**TEXT EXCERPT**
------------------------------------------------------------
TOPICS > World

Iran Rejects EU Incentives to Halt Nuclear Program

BY Admin  May 17, 2006 at 3:10 PM EST

Iranian President Mahmoud Ahmadinejad

“Do you think you are dealing with a 4-year-old child to whom you can give some walnuts and chocolates and get gold from him?” he told a crowd in the central Iranian city of Arak, Reuters reported.

Arak is the site of a heavy water reactor opposed by the United States because the plutonium it produces could be used to make weapons.

France, Germany and Britain plan to offer the Islamic country a light water reactor to replace it as part of a package of incentives aimed at convincing the nation to end its nuclear program.

Developing weapons from light water reactors is significantly harder than creating them from heavy water reactors.

Although Iran insists it is enriching and reprocessing uranium for peaceful energy purposes, a right under the nuclear Non-Proliferation Treaty, the EU and United States fear the existence of a clandestine military program.

In a nationally televised speech marked by shouts from the crowd of “we love you, Ahmadinejad,” the president warned the Europeans not to follow the United States in pressuring Iran. He said such pressure could lead to reactionary measures.

“Don’t force governments and nations which are signatories to the nuclear Non-Proliferation Treaty to pull out of it,” he said, according to the Associated Press.

Ahmadinejad said Iran would not accept any freeze of its program.

“We trusted you three years ago and accepted suspension but unfortunately this proved to be a bitter experience in Iranian history. We will not be bitten by the same snake twice,” he said.
------------------------------------------------------------
**PARTS OF THE EXERCISE**
1. Answer these questions about the news report on Iran rejecting EU nuclear incentives:
(a) In which Iranian city did Ahmadinejad give his speech?
(b) What kind of reactor do France, Germany and Britain plan to offer Iran?
(c) What did Ahmadinejad say Iran would not accept?
2. Continue the news report on Iran rejecting EU nuclear incentives, starting after its final quotation.

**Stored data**
------------------------------------------------------------
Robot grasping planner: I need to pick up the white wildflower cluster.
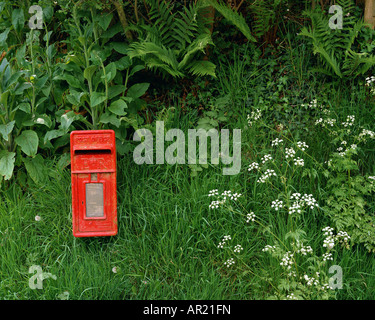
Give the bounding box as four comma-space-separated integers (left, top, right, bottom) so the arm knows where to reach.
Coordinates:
208, 189, 219, 197
280, 251, 294, 270
341, 115, 355, 128
297, 141, 309, 151
224, 258, 234, 268
246, 212, 256, 223
208, 200, 225, 209
322, 252, 333, 261
247, 109, 262, 127
365, 76, 375, 94
285, 148, 296, 159
208, 189, 242, 209
233, 244, 243, 253
247, 162, 259, 171
296, 240, 313, 256
303, 99, 318, 109
257, 169, 277, 183
288, 192, 318, 214
359, 129, 375, 138
260, 154, 272, 164
336, 231, 350, 244
315, 118, 336, 127
286, 292, 298, 300
293, 157, 305, 167
221, 190, 242, 201
217, 235, 232, 249
271, 138, 283, 147
322, 226, 350, 250
271, 199, 283, 211
303, 272, 319, 286
262, 244, 276, 252
366, 76, 375, 86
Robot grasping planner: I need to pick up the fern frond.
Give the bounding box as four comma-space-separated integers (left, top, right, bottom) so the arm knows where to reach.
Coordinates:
202, 0, 256, 42
187, 60, 216, 77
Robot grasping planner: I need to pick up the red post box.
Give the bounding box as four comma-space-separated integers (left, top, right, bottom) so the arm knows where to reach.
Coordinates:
70, 130, 117, 237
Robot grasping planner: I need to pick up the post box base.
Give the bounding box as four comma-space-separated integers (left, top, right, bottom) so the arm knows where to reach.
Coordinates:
73, 230, 117, 238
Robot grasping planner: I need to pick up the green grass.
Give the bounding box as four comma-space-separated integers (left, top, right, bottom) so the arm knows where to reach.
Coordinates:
0, 35, 375, 300
0, 110, 375, 299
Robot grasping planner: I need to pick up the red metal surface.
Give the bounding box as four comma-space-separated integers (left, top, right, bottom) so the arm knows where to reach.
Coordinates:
70, 130, 117, 237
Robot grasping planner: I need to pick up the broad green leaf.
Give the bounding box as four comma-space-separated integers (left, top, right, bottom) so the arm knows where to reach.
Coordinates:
100, 112, 121, 128
60, 111, 78, 133
18, 102, 31, 113
63, 74, 81, 88
14, 82, 33, 95
23, 154, 46, 184
108, 85, 126, 99
34, 114, 52, 128
108, 99, 128, 116
105, 62, 116, 82
0, 121, 16, 141
115, 56, 132, 71
0, 28, 10, 49
57, 153, 70, 170
14, 130, 39, 157
98, 13, 113, 31
44, 129, 65, 144
127, 83, 150, 99
0, 150, 16, 180
111, 42, 129, 55
66, 90, 85, 106
90, 92, 106, 108
83, 65, 98, 80
12, 9, 25, 32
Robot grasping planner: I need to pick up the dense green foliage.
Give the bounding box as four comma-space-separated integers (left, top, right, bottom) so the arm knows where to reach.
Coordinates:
0, 0, 375, 300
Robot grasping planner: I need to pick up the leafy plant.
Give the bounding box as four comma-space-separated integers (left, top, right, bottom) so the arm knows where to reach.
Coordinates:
299, 0, 375, 78
128, 0, 255, 78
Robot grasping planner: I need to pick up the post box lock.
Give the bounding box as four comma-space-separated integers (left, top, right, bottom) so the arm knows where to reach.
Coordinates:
70, 130, 117, 237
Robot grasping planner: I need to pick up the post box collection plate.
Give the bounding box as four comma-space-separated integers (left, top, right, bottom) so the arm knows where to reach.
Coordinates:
70, 130, 117, 237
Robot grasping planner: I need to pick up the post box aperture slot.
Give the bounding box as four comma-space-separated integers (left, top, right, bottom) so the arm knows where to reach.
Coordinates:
85, 183, 104, 218
74, 149, 111, 155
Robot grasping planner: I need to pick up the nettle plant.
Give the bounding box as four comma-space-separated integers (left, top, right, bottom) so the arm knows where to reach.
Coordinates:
208, 110, 351, 299
53, 3, 149, 153
315, 101, 375, 252
0, 30, 55, 182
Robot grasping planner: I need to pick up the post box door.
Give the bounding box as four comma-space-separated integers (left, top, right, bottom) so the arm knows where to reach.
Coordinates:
74, 173, 117, 234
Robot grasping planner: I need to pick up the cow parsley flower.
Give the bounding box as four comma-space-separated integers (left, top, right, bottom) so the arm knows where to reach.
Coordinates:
224, 258, 234, 268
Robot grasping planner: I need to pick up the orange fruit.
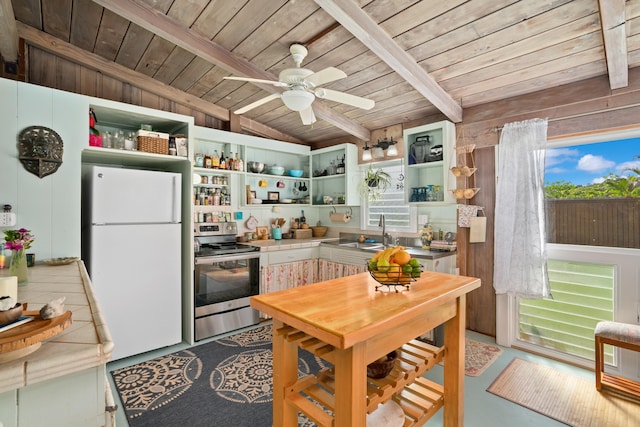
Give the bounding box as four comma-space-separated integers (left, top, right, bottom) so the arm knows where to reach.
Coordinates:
393, 251, 411, 265
398, 273, 411, 285
373, 271, 388, 283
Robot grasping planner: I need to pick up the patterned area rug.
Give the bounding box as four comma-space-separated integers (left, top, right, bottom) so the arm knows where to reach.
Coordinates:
111, 325, 502, 427
111, 325, 329, 427
464, 338, 502, 377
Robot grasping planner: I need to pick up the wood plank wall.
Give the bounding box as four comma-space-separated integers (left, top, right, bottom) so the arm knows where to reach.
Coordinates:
456, 68, 640, 336
18, 47, 640, 336
26, 46, 229, 130
546, 198, 640, 249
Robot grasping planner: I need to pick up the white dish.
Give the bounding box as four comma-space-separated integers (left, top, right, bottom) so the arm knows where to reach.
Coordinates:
247, 215, 258, 230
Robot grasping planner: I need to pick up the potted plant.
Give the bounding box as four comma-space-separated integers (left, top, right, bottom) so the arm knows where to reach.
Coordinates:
359, 163, 391, 201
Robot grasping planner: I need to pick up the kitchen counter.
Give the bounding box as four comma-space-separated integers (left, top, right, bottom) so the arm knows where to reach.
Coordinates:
241, 237, 338, 252
0, 261, 114, 427
242, 237, 457, 260
322, 239, 457, 260
251, 272, 480, 427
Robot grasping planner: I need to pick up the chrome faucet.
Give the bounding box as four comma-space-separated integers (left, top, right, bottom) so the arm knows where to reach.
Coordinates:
378, 214, 393, 246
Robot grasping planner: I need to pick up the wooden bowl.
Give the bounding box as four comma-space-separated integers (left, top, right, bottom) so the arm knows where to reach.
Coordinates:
367, 350, 398, 379
0, 303, 22, 326
311, 226, 329, 237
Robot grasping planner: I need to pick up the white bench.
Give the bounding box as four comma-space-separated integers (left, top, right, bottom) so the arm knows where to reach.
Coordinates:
595, 321, 640, 397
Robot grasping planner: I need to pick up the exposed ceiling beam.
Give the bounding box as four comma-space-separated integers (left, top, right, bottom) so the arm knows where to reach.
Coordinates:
314, 0, 460, 123
17, 22, 302, 144
93, 0, 371, 141
598, 0, 629, 89
0, 0, 18, 63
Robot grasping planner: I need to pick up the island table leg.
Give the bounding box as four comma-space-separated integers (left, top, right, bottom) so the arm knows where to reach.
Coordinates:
272, 319, 298, 427
443, 295, 466, 427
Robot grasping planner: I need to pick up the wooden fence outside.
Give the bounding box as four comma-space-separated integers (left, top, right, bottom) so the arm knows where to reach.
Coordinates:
546, 197, 640, 249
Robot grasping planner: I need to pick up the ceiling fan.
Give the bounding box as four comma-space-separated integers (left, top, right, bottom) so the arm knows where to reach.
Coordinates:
225, 44, 375, 125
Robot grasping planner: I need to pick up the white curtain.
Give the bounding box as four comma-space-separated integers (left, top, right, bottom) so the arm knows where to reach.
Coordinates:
493, 119, 550, 298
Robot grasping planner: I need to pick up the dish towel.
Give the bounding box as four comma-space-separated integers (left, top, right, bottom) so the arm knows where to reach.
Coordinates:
458, 205, 478, 227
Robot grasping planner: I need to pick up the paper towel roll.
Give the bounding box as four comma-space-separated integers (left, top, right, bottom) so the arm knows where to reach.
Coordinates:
0, 276, 18, 302
329, 212, 351, 222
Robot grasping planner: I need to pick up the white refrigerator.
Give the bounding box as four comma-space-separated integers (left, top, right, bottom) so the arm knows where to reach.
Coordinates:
82, 166, 182, 360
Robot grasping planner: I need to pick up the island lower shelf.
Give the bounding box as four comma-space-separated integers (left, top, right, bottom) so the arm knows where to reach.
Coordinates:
276, 326, 444, 427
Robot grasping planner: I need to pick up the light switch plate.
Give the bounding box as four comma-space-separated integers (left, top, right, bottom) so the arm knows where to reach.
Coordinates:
0, 212, 16, 227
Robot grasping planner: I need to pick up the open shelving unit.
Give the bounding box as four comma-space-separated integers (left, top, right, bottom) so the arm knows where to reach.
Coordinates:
276, 326, 444, 427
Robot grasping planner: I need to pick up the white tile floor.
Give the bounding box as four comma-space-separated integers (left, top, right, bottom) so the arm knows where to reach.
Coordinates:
107, 331, 594, 427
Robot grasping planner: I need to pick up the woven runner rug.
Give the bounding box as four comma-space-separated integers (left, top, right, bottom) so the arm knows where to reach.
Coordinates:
464, 338, 502, 377
487, 358, 640, 427
111, 325, 502, 427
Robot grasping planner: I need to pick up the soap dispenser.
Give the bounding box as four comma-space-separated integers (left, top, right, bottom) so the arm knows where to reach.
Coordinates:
418, 223, 433, 249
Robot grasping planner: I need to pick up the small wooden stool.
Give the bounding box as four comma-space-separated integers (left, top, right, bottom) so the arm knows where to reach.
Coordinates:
595, 322, 640, 398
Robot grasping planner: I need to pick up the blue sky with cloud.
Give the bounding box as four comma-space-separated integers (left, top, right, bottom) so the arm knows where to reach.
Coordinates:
544, 138, 640, 185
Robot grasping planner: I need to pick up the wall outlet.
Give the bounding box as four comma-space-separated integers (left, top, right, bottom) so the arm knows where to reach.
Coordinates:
0, 212, 16, 227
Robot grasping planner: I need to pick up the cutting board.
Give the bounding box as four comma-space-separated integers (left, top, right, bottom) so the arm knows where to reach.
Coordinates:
0, 311, 71, 363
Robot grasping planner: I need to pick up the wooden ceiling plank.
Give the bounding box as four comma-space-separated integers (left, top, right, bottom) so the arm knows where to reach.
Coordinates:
93, 9, 130, 61
0, 0, 18, 64
153, 46, 197, 86
443, 46, 604, 98
240, 116, 302, 144
18, 23, 229, 121
95, 0, 370, 140
9, 0, 42, 30
135, 36, 176, 77
42, 0, 72, 41
439, 31, 602, 93
426, 13, 600, 81
171, 56, 213, 92
69, 1, 103, 52
191, 0, 248, 40
315, 0, 462, 123
598, 0, 629, 89
462, 59, 607, 109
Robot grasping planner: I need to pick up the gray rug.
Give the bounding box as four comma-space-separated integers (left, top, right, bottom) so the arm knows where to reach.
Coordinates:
111, 326, 328, 427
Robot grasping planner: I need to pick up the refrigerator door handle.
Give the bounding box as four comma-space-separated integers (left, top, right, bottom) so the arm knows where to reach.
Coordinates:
171, 176, 181, 223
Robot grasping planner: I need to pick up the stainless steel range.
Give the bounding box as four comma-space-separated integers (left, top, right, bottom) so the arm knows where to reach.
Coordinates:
194, 222, 260, 341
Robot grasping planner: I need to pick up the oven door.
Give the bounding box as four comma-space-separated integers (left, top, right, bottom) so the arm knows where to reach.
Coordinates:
194, 252, 260, 318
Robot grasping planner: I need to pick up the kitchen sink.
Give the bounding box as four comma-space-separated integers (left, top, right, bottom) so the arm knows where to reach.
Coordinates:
338, 242, 384, 250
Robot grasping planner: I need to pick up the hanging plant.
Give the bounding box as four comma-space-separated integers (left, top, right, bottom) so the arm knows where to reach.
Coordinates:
358, 163, 391, 201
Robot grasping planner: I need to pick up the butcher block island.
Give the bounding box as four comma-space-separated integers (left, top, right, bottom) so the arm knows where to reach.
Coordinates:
251, 272, 480, 427
0, 261, 114, 427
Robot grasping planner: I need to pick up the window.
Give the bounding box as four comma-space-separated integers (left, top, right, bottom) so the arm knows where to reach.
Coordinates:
510, 129, 640, 375
361, 160, 416, 232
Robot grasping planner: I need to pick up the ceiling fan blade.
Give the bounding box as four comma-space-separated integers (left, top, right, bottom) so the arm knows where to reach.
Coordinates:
233, 93, 280, 114
305, 67, 347, 87
300, 107, 316, 125
223, 76, 289, 87
315, 89, 376, 110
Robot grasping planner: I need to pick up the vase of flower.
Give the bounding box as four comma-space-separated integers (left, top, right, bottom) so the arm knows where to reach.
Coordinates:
9, 249, 29, 285
4, 228, 34, 285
------------------------------------------------------------
**TASK RESPONSES**
1.
(a) Arak
(b) A light water reactor
(c) Any freeze of its nuclear program

2.
Iran suspended its nuclear fuel activities in 2003 as part of diplomatic talks pushed by the European Union, but resumed its program in 2005 when talks failed.

With its program now being considered by the U.N. Security Council, the country could face economic sanctions. The United States is pushing for a resolution that forces Iran to end its program, a resolution that could be militarily enforceable, the Associated Press reported.

Russia and China, which have economic ties to Iran, oppose sanctions and military action and favor continued diplomacy.

On Tuesday, Russian Foreign Minister Sergey Lavrov reiterated a statement that Moscow and Beijing would not vote in favor of using force to resolve the impasse, Reuters reported.

A meeting of the five permanent members of the Security Council scheduled for Friday to discuss how tough the Security Council should get if Iran refuses to end its program after incentives have been offered, has been rescheduled for Tuesday, European diplomats told the AP.